PROBLEM TO SOLVE
Please answer these questions using the article below on technology and doctor-patient communication.
(a) Which law requires care providers to start using EMR systems?
(b) What example does the article give of a modern form of telemedicine?
(c) What could IBM's Watson already diagnose two years ago?

TEXT SHOWN
---+---
Technology is Disrupting Doctor Communication With Patients
The last few years have seen a striking leap forward in the pace of technological innovation across many different fields. Medicine, for example, is experiencing quite a transformation. Parts of the doctor-patient relationship that have been constant for many years are now changing due to the disruption of new technology. The three biggest revolutions have all changed the way patients and doctors interact: electronic medical records, telemedicine, and new diagnostic technology. In this post, we’ll talk about these in detail and explain how they have changed the administration of medical care.
Electronic Medical Records
Electronic medical records, or EMRs, are a massive change to the way doctors and hospitals keep track of their patients. It is much more than just digitizing some paperwork. The EMR approach opens up many avenues for cooperation between doctors. For example, an EMR system lets primary care doctors share basic test results with specialists, letting them avoid duplicating work. When care is coordinated like this, the patient gets quicker, more responsive, and better treatment. Obama’s Affordable Care Act mandates that care providers have to start using EMR systems, so the way doctors communicate with each other and patients about test results and other information is about to change forever (source: http://www.hhs.gov/healthcare/facts/timeline/timeline-text.html).
Telemedicine is the concept of care over distance using technology to communicate. For example, a doctor talking to a patient over Skype when they are located miles apart is a modern form of telemedicine. As the name suggests, telemedicine is as old as the telephone, so this is not a new idea. However, the advent of high-quality video conferencing that is accessible to everyone, along with the presence of EMRs, means that doctors seeing their patients over the wires can get nearly as much information as an in-person doctor, so they can at least rule out some basic options in an emergency (source: http://www.americantelemed.org/about-telemedicine/what-is-telemedicine#.VgyHL5dWeFI).
Technology is already improving the tools doctors use to make tests and carry out procedures. But now, with the rise of artificial intelligence, computers can actually help doctors make diagnoses. For example, IBM’s Watson can respond to questions in natural language, and it has more medical knowledge than any single human on the planet. Two years ago, it could already diagnose some forms of cancer with far more accuracy than human doctors (source: http://www.wired.co.uk/news/archive/2013-02/11/ibm-watson-medical-doctor). That will soon expand to more types of disease. Watson will be able to diagnose faster and more accurately than humans, and even at lower cost.
The next few years hold a lot of promise for medicine, as these and other technologies build on each other to form a connected network of advanced medical tools. This is not a static area- these technologies are just beginning to revolutionize the doctor-patient relationship. The tech boom is going to sweep away the way we used to look at medicine. Nobody knows what the end result will be, but one thing is for sure- it’s going to be very different.
---+---
INFORMATION GIVEN

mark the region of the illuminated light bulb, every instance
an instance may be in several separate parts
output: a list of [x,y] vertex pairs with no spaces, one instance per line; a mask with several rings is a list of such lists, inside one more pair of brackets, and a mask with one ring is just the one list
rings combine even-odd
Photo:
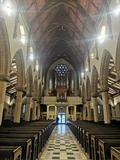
---+---
RESPONSE TO THE EXERCISE
(a) Obama's Affordable Care Act
(b) A doctor talking to a patient over Skype when they are located miles apart
(c) Some forms of cancer, with far more accuracy than human doctors